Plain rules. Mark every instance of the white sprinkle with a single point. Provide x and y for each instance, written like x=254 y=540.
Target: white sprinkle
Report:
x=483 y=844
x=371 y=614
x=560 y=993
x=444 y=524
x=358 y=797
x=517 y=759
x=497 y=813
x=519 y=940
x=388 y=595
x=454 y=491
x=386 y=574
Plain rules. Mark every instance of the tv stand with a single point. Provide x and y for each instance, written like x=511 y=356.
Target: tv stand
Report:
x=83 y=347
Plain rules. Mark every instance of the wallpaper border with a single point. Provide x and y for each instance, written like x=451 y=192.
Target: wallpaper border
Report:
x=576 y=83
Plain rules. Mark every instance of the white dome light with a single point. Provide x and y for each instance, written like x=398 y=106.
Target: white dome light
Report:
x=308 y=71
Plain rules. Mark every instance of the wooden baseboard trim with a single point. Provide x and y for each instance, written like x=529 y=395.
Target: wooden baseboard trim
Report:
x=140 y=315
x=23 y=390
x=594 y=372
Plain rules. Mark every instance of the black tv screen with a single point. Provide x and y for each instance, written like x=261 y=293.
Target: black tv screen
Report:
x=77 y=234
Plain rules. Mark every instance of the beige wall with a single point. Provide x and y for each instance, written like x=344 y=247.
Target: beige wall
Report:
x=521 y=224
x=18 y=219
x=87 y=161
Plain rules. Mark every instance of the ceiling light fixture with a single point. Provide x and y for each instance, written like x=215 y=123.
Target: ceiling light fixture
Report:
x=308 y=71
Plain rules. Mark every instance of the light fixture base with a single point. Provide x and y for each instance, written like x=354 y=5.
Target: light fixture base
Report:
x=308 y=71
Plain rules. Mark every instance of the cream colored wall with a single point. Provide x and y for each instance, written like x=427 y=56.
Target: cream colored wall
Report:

YOUR OBJECTIVE:
Give the records above, from the line containing "Plain rules. Mark every instance of the light" through the end of the records, as a JSON list of strings with one string per line, leaving out blank lines.

PROBLEM SOLUTION:
[
  "Plain rules. Mark every instance of the light fixture base with a single point. Provide x and y for each instance, written like x=354 y=5.",
  "Target: light fixture base",
  "Report:",
  "x=308 y=71",
  "Plain rules. Mark every instance of the cream colored wall with a single point. Provide x and y for each instance, written like x=427 y=56.",
  "Target: cream colored wall",
  "Report:"
]